Since the 17th century, the French and the Ojibwe peoples had established contact and extended relations. Into the 18th century, this had developed into a formal trade and military relationship, with the Ojibwe joining the French in the Beaver Wars, Fox Wars, and wider French efforts in the American Indian Wars. As a result of increased demand for resources from this alliance, the Ojibwe began to expand westward into the Great Lakes region, and eventually northern modern-day Minnesota.

Following their arrival into the region, the Ojibwe initially had formed a tight-knit relationship with the Dakota people. The terms of the alliance allowed the Ojibwe to hunt and use the land for its natural resources, as long as the Dakota received a portion of European goods from the North American fur trade. However, as demand increased for natural resources, tensions rose between the groups over intense territorial conflicts. By the 1730s the Dakota and the Ojibwe were in a state of hostilities and prolonged war.

The Dakota were continuously pushed out of their home regions. By 1744, Ojibwe groups led by Bayaaswaa II had violently expelled the Dakota westward of the Big Sandy Lake, beginning their progressed displacement from the Mississippi River.

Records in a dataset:
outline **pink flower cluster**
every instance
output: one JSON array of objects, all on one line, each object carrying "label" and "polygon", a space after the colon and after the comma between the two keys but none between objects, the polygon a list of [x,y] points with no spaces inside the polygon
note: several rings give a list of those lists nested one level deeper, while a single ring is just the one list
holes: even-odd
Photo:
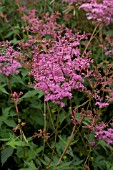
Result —
[{"label": "pink flower cluster", "polygon": [[[59,25],[56,22],[58,17],[59,13],[51,16],[47,13],[42,20],[35,16],[35,11],[31,11],[23,19],[28,22],[26,29],[32,32],[27,46],[32,43],[31,75],[36,81],[35,88],[44,91],[46,101],[64,106],[63,99],[71,99],[73,90],[85,88],[84,77],[93,61],[89,58],[90,53],[83,57],[80,54],[80,41],[87,36],[74,34]],[[47,39],[46,35],[51,38]]]},{"label": "pink flower cluster", "polygon": [[90,3],[84,3],[80,6],[87,12],[87,19],[96,23],[109,25],[113,22],[113,1],[112,0],[91,0]]},{"label": "pink flower cluster", "polygon": [[0,43],[0,74],[9,76],[18,74],[17,68],[21,68],[21,64],[15,59],[20,53],[15,51],[10,43]]},{"label": "pink flower cluster", "polygon": [[[107,124],[101,122],[95,127],[95,137],[97,140],[104,140],[108,145],[113,144],[113,128],[107,128]],[[105,130],[105,128],[107,128]]]},{"label": "pink flower cluster", "polygon": [[87,12],[87,19],[95,23],[109,25],[113,23],[112,0],[64,0],[70,4],[80,4],[79,9]]},{"label": "pink flower cluster", "polygon": [[[34,56],[32,75],[37,82],[35,88],[44,91],[46,101],[64,106],[63,98],[71,99],[73,90],[84,89],[85,70],[91,59],[90,53],[83,58],[80,56],[78,46],[82,36],[66,29],[63,37],[58,35],[57,41],[50,42],[51,46],[45,52]],[[48,45],[47,40],[43,43]]]}]

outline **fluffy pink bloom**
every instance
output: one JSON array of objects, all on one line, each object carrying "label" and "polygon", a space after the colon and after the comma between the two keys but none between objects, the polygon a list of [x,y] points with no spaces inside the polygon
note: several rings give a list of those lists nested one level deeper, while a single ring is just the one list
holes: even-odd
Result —
[{"label": "fluffy pink bloom", "polygon": [[0,43],[0,74],[9,76],[19,73],[17,69],[21,68],[21,64],[15,59],[17,56],[19,57],[20,53],[15,51],[10,43]]}]

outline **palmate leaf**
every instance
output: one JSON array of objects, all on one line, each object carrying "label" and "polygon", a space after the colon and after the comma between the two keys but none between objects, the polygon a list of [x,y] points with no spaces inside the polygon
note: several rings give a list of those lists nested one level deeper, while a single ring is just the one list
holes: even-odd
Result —
[{"label": "palmate leaf", "polygon": [[13,154],[13,151],[14,151],[14,148],[12,148],[11,146],[8,146],[4,150],[2,150],[1,152],[2,166],[7,161],[7,159]]}]

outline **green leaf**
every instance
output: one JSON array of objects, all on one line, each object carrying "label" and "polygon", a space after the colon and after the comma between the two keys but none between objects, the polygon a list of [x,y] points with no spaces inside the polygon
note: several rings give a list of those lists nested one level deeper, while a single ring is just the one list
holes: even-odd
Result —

EXERCISE GOAL: According to the passage on Ojibwe–Dakota relations, why did the Ojibwe begin to expand westward into the Great Lakes region? Answer in one to three sentences.

RESULT OF THIS TASK: The Ojibwe expanded westward because their formal trade and military alliance with the French increased the demand for resources. This expansion took them into the Great Lakes region and eventually into northern modern-day Minnesota.